Work request: Using the records below, count the lines containing "surface" and give only the total.

Data records:

____________

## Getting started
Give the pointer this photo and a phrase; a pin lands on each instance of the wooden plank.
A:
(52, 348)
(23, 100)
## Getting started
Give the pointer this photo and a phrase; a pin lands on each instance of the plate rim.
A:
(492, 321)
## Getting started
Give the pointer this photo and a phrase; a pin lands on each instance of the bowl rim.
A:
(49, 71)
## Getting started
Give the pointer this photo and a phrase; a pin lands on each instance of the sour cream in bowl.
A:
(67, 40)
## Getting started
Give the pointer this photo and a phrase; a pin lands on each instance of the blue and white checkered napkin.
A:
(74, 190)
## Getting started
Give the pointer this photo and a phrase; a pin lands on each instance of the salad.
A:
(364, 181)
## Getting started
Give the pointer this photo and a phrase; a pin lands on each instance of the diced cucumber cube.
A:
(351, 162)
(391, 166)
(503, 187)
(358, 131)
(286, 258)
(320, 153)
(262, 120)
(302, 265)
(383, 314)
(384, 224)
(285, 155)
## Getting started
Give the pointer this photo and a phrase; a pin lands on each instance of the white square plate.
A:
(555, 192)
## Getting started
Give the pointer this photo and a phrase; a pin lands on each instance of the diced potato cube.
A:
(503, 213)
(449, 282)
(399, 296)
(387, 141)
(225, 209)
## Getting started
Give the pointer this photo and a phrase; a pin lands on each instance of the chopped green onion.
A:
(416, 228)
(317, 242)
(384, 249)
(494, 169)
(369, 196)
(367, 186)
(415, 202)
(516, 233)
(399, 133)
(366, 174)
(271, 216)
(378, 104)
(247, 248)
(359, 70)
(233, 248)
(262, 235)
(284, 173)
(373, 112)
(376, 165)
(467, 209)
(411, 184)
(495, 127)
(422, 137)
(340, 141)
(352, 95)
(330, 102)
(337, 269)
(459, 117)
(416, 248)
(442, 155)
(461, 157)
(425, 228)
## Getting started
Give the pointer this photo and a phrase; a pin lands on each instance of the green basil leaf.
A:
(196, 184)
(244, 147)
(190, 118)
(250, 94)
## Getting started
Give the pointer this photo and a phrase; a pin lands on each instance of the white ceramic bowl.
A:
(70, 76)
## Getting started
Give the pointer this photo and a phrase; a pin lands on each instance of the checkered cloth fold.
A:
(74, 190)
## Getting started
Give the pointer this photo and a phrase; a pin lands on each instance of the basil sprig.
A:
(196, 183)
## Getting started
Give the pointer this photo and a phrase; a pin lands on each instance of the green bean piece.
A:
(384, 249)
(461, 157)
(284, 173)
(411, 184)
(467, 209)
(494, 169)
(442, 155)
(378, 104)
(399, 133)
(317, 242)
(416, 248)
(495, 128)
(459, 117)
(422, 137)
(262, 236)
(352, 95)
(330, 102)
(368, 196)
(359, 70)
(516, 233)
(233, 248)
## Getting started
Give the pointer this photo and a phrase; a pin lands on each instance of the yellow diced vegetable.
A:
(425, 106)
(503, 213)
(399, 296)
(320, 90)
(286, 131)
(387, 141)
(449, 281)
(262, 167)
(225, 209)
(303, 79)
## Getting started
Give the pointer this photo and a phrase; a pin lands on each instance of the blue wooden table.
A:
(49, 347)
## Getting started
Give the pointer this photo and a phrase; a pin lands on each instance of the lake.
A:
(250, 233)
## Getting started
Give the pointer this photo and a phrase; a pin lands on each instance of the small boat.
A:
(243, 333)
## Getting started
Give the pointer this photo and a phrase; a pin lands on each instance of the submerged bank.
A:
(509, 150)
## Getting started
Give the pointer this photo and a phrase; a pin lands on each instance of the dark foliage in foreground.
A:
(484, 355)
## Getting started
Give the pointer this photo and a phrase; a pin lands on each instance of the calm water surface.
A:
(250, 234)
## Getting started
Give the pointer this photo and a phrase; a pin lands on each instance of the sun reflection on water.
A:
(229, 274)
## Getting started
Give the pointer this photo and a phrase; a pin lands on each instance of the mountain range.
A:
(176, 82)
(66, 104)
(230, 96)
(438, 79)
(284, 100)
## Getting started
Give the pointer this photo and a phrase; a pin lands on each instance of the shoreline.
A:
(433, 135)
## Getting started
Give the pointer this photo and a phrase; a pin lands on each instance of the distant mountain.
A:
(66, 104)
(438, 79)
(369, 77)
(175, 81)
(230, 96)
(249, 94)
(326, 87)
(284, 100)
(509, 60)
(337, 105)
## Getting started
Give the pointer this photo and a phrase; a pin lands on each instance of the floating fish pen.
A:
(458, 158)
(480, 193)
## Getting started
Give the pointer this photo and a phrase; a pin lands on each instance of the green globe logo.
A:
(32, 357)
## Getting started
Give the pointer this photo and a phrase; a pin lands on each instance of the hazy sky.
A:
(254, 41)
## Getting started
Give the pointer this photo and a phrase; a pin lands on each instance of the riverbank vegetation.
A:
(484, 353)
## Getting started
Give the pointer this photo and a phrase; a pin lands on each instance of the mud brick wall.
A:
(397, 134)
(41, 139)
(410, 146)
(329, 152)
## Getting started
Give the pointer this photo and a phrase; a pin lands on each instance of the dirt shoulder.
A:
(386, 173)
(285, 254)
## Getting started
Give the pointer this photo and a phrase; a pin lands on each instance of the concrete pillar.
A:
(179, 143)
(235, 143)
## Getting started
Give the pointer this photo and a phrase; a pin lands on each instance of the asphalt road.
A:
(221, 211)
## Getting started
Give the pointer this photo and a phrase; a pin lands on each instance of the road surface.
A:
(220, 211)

____________

Solution to this task: 2